— Required work —
Change "bounding boxes" to "box coordinates" wherever it occurs in the data below, and reproduce all lines with nothing else altered.

● ● ● ● ● ● ●

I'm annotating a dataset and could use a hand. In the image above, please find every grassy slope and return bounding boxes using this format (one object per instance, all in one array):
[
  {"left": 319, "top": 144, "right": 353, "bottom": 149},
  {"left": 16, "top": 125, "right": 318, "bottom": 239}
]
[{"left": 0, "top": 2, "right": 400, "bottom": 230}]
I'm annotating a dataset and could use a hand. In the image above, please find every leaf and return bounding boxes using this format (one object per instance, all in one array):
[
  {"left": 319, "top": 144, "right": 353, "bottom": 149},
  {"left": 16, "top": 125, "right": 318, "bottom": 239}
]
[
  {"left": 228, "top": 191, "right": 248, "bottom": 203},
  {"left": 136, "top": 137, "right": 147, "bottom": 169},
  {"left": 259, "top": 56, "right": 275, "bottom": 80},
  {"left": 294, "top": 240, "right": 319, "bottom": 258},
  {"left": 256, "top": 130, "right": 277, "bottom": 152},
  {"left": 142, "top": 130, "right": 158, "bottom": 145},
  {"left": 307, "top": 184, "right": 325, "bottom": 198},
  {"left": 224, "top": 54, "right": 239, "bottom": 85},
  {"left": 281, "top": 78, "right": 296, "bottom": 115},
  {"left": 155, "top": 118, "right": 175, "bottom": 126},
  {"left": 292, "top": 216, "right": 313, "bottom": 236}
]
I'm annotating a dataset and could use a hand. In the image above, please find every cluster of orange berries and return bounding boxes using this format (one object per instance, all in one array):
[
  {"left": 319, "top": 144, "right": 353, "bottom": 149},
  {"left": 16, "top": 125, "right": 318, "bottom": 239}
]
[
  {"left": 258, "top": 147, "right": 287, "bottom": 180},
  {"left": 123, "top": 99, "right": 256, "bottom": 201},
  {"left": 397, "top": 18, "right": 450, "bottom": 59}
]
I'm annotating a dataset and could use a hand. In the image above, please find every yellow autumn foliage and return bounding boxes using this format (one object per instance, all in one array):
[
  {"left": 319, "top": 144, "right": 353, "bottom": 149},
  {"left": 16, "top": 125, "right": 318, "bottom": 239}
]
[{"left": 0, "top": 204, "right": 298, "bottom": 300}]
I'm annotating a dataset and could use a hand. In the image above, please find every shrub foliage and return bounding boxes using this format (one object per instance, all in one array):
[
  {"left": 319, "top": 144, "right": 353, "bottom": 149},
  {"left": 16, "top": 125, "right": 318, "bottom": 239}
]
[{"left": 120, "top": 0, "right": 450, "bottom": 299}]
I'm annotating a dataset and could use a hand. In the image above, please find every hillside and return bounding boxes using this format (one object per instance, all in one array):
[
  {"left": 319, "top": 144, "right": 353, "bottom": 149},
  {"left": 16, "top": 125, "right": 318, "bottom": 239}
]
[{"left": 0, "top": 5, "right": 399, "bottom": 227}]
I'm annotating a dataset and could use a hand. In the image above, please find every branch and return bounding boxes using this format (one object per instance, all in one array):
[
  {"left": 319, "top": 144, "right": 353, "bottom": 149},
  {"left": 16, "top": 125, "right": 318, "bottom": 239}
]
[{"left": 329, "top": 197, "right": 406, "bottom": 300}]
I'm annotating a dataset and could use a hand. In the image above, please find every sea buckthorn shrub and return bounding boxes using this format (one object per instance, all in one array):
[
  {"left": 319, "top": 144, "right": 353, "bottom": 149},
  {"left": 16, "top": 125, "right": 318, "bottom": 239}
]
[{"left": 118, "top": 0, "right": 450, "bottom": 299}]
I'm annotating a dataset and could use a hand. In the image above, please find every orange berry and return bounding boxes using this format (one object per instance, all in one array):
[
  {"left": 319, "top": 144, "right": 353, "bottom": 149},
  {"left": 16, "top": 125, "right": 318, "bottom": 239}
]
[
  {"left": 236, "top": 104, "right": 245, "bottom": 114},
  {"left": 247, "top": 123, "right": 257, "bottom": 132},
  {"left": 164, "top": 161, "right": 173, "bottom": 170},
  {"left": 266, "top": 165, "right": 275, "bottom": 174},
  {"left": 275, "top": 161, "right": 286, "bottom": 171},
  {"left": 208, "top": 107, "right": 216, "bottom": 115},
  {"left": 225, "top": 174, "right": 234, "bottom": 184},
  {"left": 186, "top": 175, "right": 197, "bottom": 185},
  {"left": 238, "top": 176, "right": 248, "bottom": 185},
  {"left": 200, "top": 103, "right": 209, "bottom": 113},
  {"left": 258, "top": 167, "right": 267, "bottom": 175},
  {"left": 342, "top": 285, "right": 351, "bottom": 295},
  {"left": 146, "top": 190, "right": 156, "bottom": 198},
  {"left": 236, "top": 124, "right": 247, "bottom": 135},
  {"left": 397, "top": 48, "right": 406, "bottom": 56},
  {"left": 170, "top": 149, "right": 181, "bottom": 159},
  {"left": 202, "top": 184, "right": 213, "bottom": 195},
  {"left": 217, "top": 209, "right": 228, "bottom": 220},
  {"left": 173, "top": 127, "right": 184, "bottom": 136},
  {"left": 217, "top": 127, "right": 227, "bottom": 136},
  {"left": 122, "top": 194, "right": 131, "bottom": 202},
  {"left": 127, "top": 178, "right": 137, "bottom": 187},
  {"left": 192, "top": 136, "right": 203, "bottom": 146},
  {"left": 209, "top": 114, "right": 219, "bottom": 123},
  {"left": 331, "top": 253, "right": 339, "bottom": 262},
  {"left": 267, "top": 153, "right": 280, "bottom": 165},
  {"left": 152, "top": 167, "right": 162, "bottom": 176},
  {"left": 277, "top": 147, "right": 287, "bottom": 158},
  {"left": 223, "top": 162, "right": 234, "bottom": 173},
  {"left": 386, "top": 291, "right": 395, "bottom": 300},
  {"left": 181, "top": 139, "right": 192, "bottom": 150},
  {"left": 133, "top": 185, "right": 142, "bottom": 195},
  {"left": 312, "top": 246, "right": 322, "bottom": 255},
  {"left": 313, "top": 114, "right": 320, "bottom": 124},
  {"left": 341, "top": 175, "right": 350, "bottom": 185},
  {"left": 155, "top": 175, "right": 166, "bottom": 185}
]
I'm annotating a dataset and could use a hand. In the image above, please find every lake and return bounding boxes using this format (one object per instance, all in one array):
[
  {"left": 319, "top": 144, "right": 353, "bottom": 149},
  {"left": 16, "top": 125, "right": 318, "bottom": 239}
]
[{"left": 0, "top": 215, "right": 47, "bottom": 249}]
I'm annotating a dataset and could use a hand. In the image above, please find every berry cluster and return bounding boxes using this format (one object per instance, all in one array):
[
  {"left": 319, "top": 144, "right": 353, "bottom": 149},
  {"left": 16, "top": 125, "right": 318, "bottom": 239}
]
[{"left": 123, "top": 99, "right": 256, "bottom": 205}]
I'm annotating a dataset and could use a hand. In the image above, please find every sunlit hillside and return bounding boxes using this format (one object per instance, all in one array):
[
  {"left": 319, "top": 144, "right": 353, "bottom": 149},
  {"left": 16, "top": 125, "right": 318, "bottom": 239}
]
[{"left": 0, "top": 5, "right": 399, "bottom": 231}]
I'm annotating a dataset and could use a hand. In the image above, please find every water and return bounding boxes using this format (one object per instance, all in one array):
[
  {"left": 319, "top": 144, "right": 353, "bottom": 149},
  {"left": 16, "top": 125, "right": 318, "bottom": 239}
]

● ● ● ● ● ● ●

— Result below —
I'm annotating a dataset and could use a hand. In the image above, please find every grassy slope and return box coordinates using this format (one object per instance, all in one array):
[
  {"left": 319, "top": 144, "right": 353, "bottom": 149},
  {"left": 16, "top": 125, "right": 318, "bottom": 239}
]
[{"left": 0, "top": 2, "right": 400, "bottom": 230}]
I'm annotating a dataset and could use a hand. In the image above, please find every leaf and return box coordinates using this format (one object per instance, all in one array):
[
  {"left": 319, "top": 144, "right": 353, "bottom": 149},
  {"left": 16, "top": 125, "right": 318, "bottom": 239}
]
[
  {"left": 228, "top": 191, "right": 248, "bottom": 203},
  {"left": 136, "top": 137, "right": 147, "bottom": 169},
  {"left": 259, "top": 56, "right": 275, "bottom": 80},
  {"left": 294, "top": 240, "right": 319, "bottom": 258},
  {"left": 256, "top": 130, "right": 277, "bottom": 152},
  {"left": 142, "top": 130, "right": 158, "bottom": 145},
  {"left": 307, "top": 184, "right": 325, "bottom": 198},
  {"left": 224, "top": 54, "right": 239, "bottom": 85},
  {"left": 281, "top": 78, "right": 296, "bottom": 115},
  {"left": 155, "top": 118, "right": 175, "bottom": 126},
  {"left": 292, "top": 216, "right": 313, "bottom": 236}
]
I'm annotating a dataset and could use a hand. In the image above, please find every cluster of orange berries and return box coordinates using this format (one object per instance, all in one array):
[
  {"left": 319, "top": 144, "right": 353, "bottom": 149},
  {"left": 16, "top": 125, "right": 318, "bottom": 239}
]
[
  {"left": 258, "top": 147, "right": 287, "bottom": 180},
  {"left": 123, "top": 99, "right": 256, "bottom": 201},
  {"left": 397, "top": 18, "right": 450, "bottom": 59}
]
I'm annotating a dataset and could use a hand. In the image above, please find every yellow autumn foliage and return box coordinates using this format (one object per instance, all in one array):
[
  {"left": 319, "top": 144, "right": 353, "bottom": 149},
  {"left": 16, "top": 125, "right": 318, "bottom": 239}
]
[{"left": 0, "top": 204, "right": 298, "bottom": 300}]
I'm annotating a dataset and could use a hand. In the image above, please find every shrub foliage and return box coordinates using this format (one object per instance, all in one array):
[
  {"left": 319, "top": 144, "right": 353, "bottom": 149},
  {"left": 16, "top": 125, "right": 318, "bottom": 239}
]
[{"left": 120, "top": 0, "right": 450, "bottom": 299}]
I'm annotating a dataset and could use a hand. In the image above, please find every hillside and return box coordinates using this format (one object per instance, all in one array):
[
  {"left": 319, "top": 144, "right": 353, "bottom": 149},
  {"left": 16, "top": 125, "right": 318, "bottom": 239}
]
[{"left": 0, "top": 5, "right": 399, "bottom": 227}]
I'm annotating a dataset and could use a hand. In the image above, please find every branch and return box coordinates using this format (one object per instance, all in one array):
[
  {"left": 319, "top": 144, "right": 353, "bottom": 149},
  {"left": 16, "top": 125, "right": 318, "bottom": 239}
]
[{"left": 329, "top": 197, "right": 406, "bottom": 300}]
I'm annotating a dataset and could use a hand. In the image above, please find every sea buckthorn shrub and return box coordinates using this format (one object per instance, all in one array):
[
  {"left": 319, "top": 144, "right": 353, "bottom": 149},
  {"left": 16, "top": 125, "right": 318, "bottom": 239}
]
[{"left": 118, "top": 0, "right": 450, "bottom": 299}]
I'm annotating a dataset and could use a hand. In the image above, please find every orange berry and return box coordinates using this format (one object per instance, all in one array):
[
  {"left": 319, "top": 144, "right": 353, "bottom": 149},
  {"left": 16, "top": 125, "right": 318, "bottom": 239}
]
[
  {"left": 236, "top": 104, "right": 245, "bottom": 114},
  {"left": 247, "top": 123, "right": 257, "bottom": 132},
  {"left": 164, "top": 161, "right": 173, "bottom": 170},
  {"left": 266, "top": 165, "right": 275, "bottom": 174},
  {"left": 275, "top": 161, "right": 286, "bottom": 171},
  {"left": 208, "top": 107, "right": 216, "bottom": 115},
  {"left": 225, "top": 174, "right": 234, "bottom": 184},
  {"left": 186, "top": 175, "right": 197, "bottom": 185},
  {"left": 238, "top": 176, "right": 248, "bottom": 185},
  {"left": 200, "top": 103, "right": 209, "bottom": 113},
  {"left": 258, "top": 167, "right": 267, "bottom": 175},
  {"left": 342, "top": 285, "right": 351, "bottom": 295},
  {"left": 146, "top": 190, "right": 156, "bottom": 198},
  {"left": 236, "top": 124, "right": 247, "bottom": 135},
  {"left": 397, "top": 48, "right": 406, "bottom": 56},
  {"left": 170, "top": 149, "right": 181, "bottom": 159},
  {"left": 202, "top": 184, "right": 213, "bottom": 195},
  {"left": 217, "top": 209, "right": 228, "bottom": 220},
  {"left": 173, "top": 127, "right": 184, "bottom": 136},
  {"left": 217, "top": 127, "right": 227, "bottom": 136},
  {"left": 122, "top": 194, "right": 131, "bottom": 202},
  {"left": 127, "top": 178, "right": 137, "bottom": 187},
  {"left": 192, "top": 136, "right": 203, "bottom": 146},
  {"left": 209, "top": 114, "right": 219, "bottom": 123},
  {"left": 331, "top": 253, "right": 339, "bottom": 262},
  {"left": 267, "top": 153, "right": 280, "bottom": 165},
  {"left": 152, "top": 167, "right": 162, "bottom": 176},
  {"left": 277, "top": 147, "right": 287, "bottom": 158},
  {"left": 223, "top": 162, "right": 234, "bottom": 173},
  {"left": 386, "top": 291, "right": 395, "bottom": 300},
  {"left": 181, "top": 139, "right": 192, "bottom": 150},
  {"left": 133, "top": 185, "right": 142, "bottom": 195},
  {"left": 312, "top": 246, "right": 322, "bottom": 255},
  {"left": 313, "top": 114, "right": 320, "bottom": 124},
  {"left": 341, "top": 175, "right": 350, "bottom": 185},
  {"left": 155, "top": 175, "right": 166, "bottom": 185}
]
I'm annotating a dataset and could use a hand. In the image above, please find every lake and return box coordinates using this format (one object per instance, all in one array):
[
  {"left": 319, "top": 144, "right": 353, "bottom": 149},
  {"left": 16, "top": 125, "right": 318, "bottom": 239}
]
[{"left": 0, "top": 215, "right": 47, "bottom": 249}]
I'm annotating a dataset and could use a hand. In the image above, please find every berry cluster and return box coordinates using this format (one object per instance, all in one array):
[
  {"left": 319, "top": 144, "right": 353, "bottom": 149},
  {"left": 16, "top": 125, "right": 318, "bottom": 239}
]
[{"left": 123, "top": 99, "right": 256, "bottom": 205}]
I'm annotating a dataset and could use a hand. In the image above, please find every sunlit hillside and return box coordinates using this format (one object per instance, all in one array):
[
  {"left": 319, "top": 144, "right": 353, "bottom": 149},
  {"left": 16, "top": 125, "right": 318, "bottom": 239}
]
[{"left": 0, "top": 5, "right": 399, "bottom": 231}]
I'm annotating a dataset and could use a hand. In the image above, please find every water and return box coordinates using this format (one object per instance, all in one array):
[
  {"left": 319, "top": 144, "right": 353, "bottom": 149},
  {"left": 16, "top": 125, "right": 318, "bottom": 239}
]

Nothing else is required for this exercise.